# What to work on:
Scale the lines from the one containing "Give the innermost point of each instance of the tree" through the final line, both included. Write each of those lines out again, requests included, multiplying every coordinate in the answers by 2.6 and rounding to whole numbers, with halves rounded up.

# Information given:
◇ ◇ ◇ ◇

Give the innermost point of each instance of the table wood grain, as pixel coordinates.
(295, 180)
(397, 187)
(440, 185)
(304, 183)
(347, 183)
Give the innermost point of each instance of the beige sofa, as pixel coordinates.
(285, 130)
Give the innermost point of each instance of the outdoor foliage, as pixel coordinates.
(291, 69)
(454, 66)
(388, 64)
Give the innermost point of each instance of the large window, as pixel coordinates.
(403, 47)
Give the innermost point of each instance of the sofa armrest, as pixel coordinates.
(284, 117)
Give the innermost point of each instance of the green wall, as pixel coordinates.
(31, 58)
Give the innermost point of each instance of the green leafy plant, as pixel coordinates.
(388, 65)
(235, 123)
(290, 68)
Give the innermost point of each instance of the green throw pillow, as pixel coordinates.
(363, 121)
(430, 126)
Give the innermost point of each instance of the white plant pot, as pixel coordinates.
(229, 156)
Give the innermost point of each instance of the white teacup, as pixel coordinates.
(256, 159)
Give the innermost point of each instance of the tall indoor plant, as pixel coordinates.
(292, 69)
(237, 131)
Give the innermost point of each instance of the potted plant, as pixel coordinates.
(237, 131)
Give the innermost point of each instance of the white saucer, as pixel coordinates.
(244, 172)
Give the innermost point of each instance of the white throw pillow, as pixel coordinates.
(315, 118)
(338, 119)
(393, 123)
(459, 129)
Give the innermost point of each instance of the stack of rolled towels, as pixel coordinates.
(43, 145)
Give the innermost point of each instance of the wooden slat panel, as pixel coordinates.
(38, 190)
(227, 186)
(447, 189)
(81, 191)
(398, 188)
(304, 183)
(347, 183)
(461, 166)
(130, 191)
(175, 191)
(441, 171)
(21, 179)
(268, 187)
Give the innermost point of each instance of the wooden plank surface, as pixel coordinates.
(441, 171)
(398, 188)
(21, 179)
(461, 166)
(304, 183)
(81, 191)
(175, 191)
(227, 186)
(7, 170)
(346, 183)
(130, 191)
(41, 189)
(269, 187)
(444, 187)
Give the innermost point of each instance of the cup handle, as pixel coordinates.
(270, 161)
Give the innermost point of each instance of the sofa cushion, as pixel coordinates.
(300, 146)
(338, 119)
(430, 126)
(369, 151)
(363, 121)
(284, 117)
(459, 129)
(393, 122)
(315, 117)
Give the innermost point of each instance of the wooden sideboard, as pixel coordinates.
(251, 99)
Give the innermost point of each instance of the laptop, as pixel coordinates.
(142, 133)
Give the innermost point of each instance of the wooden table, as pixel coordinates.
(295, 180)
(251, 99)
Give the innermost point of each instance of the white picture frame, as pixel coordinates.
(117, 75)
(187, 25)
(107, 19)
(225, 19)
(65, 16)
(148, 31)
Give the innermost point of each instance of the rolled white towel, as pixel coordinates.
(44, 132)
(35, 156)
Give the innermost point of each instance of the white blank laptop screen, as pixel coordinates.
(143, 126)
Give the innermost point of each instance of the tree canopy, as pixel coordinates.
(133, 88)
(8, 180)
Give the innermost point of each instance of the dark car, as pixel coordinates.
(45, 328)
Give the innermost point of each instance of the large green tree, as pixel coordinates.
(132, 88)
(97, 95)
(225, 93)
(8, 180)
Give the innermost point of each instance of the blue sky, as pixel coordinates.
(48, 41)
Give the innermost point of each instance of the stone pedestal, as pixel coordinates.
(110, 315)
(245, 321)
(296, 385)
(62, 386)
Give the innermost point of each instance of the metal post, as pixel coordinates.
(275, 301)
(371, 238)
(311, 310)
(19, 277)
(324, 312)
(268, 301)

◇ ◇ ◇ ◇

# Output for this task:
Give the innermost point of each instance of the tree canopy, as pixel coordinates.
(346, 229)
(21, 468)
Give the innermost point of each instance of the dark car, as pixel coordinates.
(117, 853)
Give the innermost point of each instance of the large green tree, as pixel coordinates.
(343, 229)
(252, 247)
(585, 242)
(21, 468)
Give the innermost point of each instance of the blue sky, as pixel coordinates.
(125, 107)
Give the innermost point of each instance of the stone pedestal, as pixel coordinates.
(286, 819)
(637, 835)
(770, 1001)
(161, 1004)
Give the innermost point of each instance of the metal post, as pixel coordinates.
(715, 783)
(965, 619)
(809, 806)
(49, 720)
(842, 811)
(697, 783)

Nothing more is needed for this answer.